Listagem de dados
____________
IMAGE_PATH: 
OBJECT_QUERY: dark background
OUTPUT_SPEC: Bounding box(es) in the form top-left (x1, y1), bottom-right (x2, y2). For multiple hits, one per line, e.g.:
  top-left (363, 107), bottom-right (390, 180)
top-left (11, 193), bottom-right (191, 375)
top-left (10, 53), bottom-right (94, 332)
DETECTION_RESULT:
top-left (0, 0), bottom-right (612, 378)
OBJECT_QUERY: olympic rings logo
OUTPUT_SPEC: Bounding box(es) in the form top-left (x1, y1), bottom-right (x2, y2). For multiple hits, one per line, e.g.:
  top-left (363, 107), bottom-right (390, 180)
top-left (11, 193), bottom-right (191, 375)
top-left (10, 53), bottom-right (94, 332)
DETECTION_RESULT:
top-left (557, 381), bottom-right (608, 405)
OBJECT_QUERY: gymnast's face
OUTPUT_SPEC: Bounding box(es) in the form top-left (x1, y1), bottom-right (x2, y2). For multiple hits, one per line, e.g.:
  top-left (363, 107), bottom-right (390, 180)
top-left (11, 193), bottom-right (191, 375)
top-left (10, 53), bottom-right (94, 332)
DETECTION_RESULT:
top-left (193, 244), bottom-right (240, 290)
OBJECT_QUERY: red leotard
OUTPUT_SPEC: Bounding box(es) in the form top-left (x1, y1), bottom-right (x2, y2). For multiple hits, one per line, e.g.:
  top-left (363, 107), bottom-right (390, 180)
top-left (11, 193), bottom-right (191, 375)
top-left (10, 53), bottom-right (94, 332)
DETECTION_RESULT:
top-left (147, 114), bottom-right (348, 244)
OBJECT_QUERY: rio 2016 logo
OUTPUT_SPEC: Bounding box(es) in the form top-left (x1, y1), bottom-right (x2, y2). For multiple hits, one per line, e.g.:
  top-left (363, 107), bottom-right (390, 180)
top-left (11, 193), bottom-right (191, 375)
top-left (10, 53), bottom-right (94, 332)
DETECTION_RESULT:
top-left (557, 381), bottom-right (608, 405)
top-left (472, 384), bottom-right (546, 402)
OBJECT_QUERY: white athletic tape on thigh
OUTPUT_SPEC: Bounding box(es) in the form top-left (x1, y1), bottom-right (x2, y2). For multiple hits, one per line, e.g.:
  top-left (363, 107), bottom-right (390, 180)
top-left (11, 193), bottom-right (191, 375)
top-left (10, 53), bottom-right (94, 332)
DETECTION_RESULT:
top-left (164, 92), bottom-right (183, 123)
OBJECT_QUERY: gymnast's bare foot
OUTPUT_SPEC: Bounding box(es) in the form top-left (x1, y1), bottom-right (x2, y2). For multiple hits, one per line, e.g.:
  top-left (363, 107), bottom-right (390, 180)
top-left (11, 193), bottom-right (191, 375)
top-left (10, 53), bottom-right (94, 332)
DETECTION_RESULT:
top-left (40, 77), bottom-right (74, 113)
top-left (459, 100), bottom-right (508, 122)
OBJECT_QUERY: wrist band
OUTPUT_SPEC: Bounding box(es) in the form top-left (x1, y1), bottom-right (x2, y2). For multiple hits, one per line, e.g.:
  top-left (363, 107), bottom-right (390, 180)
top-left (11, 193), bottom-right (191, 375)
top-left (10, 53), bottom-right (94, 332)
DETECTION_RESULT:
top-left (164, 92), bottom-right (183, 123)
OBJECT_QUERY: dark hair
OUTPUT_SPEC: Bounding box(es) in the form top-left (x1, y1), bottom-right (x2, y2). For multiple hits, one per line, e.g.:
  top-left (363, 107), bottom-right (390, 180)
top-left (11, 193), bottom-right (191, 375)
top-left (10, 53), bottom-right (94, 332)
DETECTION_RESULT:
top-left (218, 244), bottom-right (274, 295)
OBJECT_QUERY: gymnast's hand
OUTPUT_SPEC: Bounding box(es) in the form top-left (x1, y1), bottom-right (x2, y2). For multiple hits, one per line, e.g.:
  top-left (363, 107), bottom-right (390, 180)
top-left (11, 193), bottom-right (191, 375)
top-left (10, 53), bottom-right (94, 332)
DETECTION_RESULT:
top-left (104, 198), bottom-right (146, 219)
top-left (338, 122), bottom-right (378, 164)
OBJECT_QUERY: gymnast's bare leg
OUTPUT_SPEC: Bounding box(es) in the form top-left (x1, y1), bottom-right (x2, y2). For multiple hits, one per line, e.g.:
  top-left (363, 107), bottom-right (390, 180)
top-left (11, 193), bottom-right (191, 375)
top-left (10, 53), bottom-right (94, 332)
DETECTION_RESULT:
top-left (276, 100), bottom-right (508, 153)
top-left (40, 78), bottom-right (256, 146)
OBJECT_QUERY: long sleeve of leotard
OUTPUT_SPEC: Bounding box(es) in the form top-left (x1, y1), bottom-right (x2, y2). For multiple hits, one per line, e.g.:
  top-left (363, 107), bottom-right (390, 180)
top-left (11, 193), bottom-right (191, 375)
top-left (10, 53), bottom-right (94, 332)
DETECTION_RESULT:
____________
Requisitos da tarefa
Expresse como tabela Markdown o trecho da listagem de dados que vai do início até a linha que contém "top-left (193, 244), bottom-right (240, 290)", incluindo as duas pontas. Use as colunas Nº e Linha e deixe de fora as linhas em branco.

Resultado do exercício
| Nº | Linha |
|---|---|
| 1 | IMAGE_PATH:  |
| 2 | OBJECT_QUERY: dark background |
| 3 | OUTPUT_SPEC: Bounding box(es) in the form top-left (x1, y1), bottom-right (x2, y2). For multiple hits, one per line, e.g.: |
| 4 |   top-left (363, 107), bottom-right (390, 180) |
| 5 | top-left (11, 193), bottom-right (191, 375) |
| 6 | top-left (10, 53), bottom-right (94, 332) |
| 7 | DETECTION_RESULT: |
| 8 | top-left (0, 0), bottom-right (612, 378) |
| 9 | OBJECT_QUERY: olympic rings logo |
| 10 | OUTPUT_SPEC: Bounding box(es) in the form top-left (x1, y1), bottom-right (x2, y2). For multiple hits, one per line, e.g.: |
| 11 |   top-left (363, 107), bottom-right (390, 180) |
| 12 | top-left (11, 193), bottom-right (191, 375) |
| 13 | top-left (10, 53), bottom-right (94, 332) |
| 14 | DETECTION_RESULT: |
| 15 | top-left (557, 381), bottom-right (608, 405) |
| 16 | OBJECT_QUERY: gymnast's face |
| 17 | OUTPUT_SPEC: Bounding box(es) in the form top-left (x1, y1), bottom-right (x2, y2). For multiple hits, one per line, e.g.: |
| 18 |   top-left (363, 107), bottom-right (390, 180) |
| 19 | top-left (11, 193), bottom-right (191, 375) |
| 20 | top-left (10, 53), bottom-right (94, 332) |
| 21 | DETECTION_RESULT: |
| 22 | top-left (193, 244), bottom-right (240, 290) |